EXERCISE 1: Could you extract the passage of the commentary on the "War on Science" paper between "In the first" and "government of 2011-15.", inclusive, word for word?
EXERCISE 2: Can you rewrite the lines of the records from the line containing "latex glove with a point." through the end of the records, inclusive, with "Observed" replaced by "Found", all else unchanged and the pictures left out?

The Canadian Journal of Communications has recently published a “preliminary version” of a paper entitled Getting it Right: Canadian Conservatives and the “War on Science” by Elyse Amend and Darin Barney. In the accompanying editorial, Michael Dorland states that he is making the paper – which is, in his view, “a timely and outstanding account of a hot topic, written with the calm of the very best policy scholarship” – available early “in the interests of democratic debate… to time it with the remaining days of the electoral discussion”.

We agree that the War on Science is – or rather, should be – an important election issue. We are less certain, however, about the quality of the scholarship.
In the first eight pages or so, the authors provide a reasonable history of the issue. Nonetheless, there are some difficulties. For example, the authors contend that science and technology funding has been “consistent”. This is refuted by the very Statistics Canada data they cite: funding decreased by 18% in constant dollars during the Conservative majority government of 2011-15.
More significant issues arise thereafter.
Everyone engaged in this issue understands that the phrase “War on Science” is used rhetorically. As those writing for a journal of communication surely know, metaphor is a very common – and evocative – rhetorical device that can be used to great effect. So it has been here.
Yet the authors seem to have inferred that those who have employed this rhetorical phrase are levelling a substantive accusation, namely, that the Harper government is “anti-science”. For example, we are told:
“The ‘anti-science’ charge has circulated widely in Canada since the Harper Conservatives took power in 2006 and allegedly began their ‘war on science’ (e.g., Death of Evidence, 2012; Dupuis, 2013; Gatehouse, 2013; Turner, 2013).”

SUPPLIED INFORMATION:
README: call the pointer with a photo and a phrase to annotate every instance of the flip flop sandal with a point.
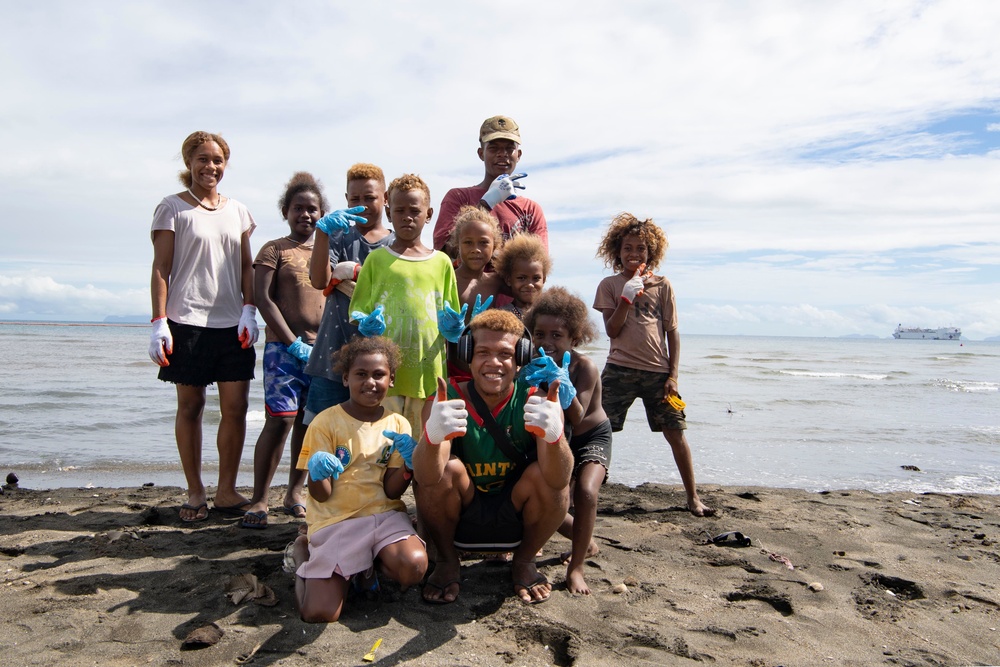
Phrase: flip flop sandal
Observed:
(290, 510)
(733, 538)
(254, 520)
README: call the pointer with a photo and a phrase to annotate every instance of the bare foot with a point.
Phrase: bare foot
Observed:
(529, 584)
(592, 550)
(443, 586)
(699, 508)
(195, 509)
(575, 583)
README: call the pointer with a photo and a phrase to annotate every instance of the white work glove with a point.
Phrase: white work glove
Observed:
(247, 329)
(635, 286)
(346, 270)
(543, 416)
(447, 418)
(161, 342)
(502, 188)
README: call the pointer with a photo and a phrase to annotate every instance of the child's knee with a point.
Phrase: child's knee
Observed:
(319, 615)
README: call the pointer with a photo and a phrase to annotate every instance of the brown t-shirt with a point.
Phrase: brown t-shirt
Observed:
(642, 341)
(299, 302)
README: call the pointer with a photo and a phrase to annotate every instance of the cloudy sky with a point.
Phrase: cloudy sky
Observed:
(820, 168)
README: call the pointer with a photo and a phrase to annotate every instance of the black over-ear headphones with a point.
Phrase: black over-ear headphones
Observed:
(522, 348)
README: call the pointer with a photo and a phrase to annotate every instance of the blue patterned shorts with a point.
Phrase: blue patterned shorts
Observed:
(286, 383)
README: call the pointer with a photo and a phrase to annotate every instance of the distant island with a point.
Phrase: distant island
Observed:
(126, 319)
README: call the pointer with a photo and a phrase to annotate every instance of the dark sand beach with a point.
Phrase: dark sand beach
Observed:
(111, 577)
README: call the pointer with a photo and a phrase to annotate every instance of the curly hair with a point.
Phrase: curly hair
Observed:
(302, 181)
(560, 302)
(621, 226)
(191, 144)
(469, 214)
(359, 345)
(363, 171)
(497, 320)
(408, 182)
(526, 247)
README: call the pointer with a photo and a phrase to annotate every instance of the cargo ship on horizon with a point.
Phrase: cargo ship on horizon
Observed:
(916, 333)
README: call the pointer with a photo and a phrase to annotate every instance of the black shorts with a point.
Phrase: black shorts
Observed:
(490, 523)
(594, 446)
(202, 356)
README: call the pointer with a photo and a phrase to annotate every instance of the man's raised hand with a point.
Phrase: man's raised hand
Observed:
(502, 188)
(447, 418)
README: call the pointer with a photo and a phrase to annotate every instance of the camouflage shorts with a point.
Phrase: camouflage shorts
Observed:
(620, 386)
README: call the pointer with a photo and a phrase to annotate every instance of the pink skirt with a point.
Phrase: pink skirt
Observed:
(350, 546)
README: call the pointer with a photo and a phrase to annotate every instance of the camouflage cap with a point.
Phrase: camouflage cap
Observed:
(499, 127)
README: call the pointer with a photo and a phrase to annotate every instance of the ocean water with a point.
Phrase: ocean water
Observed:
(81, 405)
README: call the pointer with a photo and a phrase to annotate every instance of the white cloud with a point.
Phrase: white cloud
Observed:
(793, 131)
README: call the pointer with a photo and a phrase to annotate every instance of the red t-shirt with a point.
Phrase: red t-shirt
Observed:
(515, 216)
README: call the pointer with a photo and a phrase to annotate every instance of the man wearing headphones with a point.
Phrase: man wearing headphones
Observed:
(492, 467)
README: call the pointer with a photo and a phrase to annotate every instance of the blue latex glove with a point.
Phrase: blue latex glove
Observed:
(323, 465)
(370, 325)
(451, 322)
(543, 369)
(502, 188)
(404, 444)
(479, 306)
(335, 221)
(300, 350)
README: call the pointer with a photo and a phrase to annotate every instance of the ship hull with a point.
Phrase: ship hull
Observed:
(913, 333)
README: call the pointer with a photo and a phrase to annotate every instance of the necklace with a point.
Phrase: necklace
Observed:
(205, 206)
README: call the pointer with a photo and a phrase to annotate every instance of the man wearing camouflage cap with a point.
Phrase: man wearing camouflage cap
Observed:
(500, 151)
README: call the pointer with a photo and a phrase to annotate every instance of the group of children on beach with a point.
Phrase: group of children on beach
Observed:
(362, 320)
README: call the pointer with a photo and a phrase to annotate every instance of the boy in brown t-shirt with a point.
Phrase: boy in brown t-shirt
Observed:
(292, 309)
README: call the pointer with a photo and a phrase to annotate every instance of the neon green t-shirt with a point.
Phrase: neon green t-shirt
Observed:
(412, 291)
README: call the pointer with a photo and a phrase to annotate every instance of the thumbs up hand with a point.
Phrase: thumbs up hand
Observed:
(447, 418)
(543, 416)
(635, 286)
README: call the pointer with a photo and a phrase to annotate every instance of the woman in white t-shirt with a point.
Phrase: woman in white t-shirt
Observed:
(204, 319)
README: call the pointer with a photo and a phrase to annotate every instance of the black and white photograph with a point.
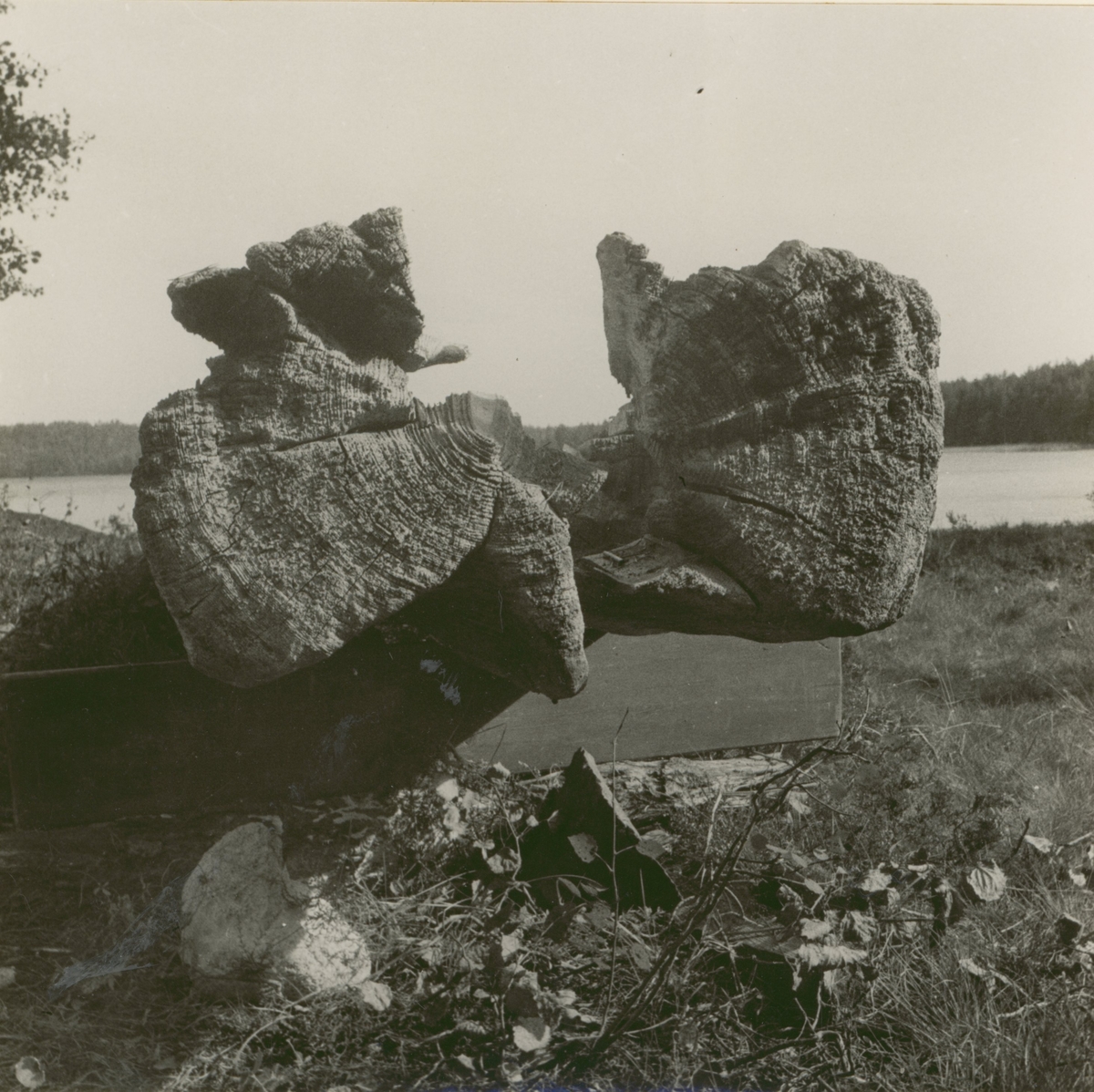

COMPLETE RESPONSE 1:
In the first eight pages or so, the authors provide a reasonable history of the issue. Nonetheless, there are some difficulties. For example, the authors contend that science and technology funding has been “consistent”. This is refuted by the very Statistics Canada data they cite: funding decreased by 18% in constant dollars during the Conservative majority government of 2011-15.

COMPLETE RESPONSE 2:
README: call the pointer with a photo and a phrase to annotate every instance of the blue latex glove with a point.
Phrase: blue latex glove
Found:
(323, 465)
(370, 325)
(451, 322)
(543, 369)
(502, 188)
(404, 444)
(479, 306)
(335, 221)
(300, 350)
README: call the pointer with a photo and a phrase to annotate every instance of the ship hull with a point.
Phrase: ship hull
Found:
(913, 333)
README: call the pointer with a photo and a phrase to annotate every instance of the necklace with a point.
Phrase: necklace
Found:
(205, 206)
README: call the pointer with a photo and a phrase to annotate every instance of the man wearing camouflage cap with a point.
Phrase: man wearing camouflage cap
Found:
(500, 151)
README: call the pointer with a photo and a phrase to annotate every instance of the group of children on beach with a point.
Phrase: group of children on beach
Found:
(362, 320)
README: call the pointer with a photo and a phrase to annotate every instance of the boy in brown t-shirt with a point.
Phrase: boy in brown t-shirt
Found:
(292, 309)
README: call the pointer with a photo and a phrase to annotate every instance of the neon green t-shirt with a point.
Phrase: neon green t-shirt
Found:
(412, 291)
README: call the pointer with a photo and a phrase to annotate every instance of the thumbs up hand with a point.
Phrase: thumbs up hand
Found:
(447, 418)
(543, 416)
(635, 286)
README: call the pointer with a photo and a phrase to annotate every instance of the woman in white t-shirt with a point.
Phrase: woman in white t-shirt
Found:
(204, 319)
README: call the pointer with a photo and a phrase to annotate every instance of the black and white photograph with a point.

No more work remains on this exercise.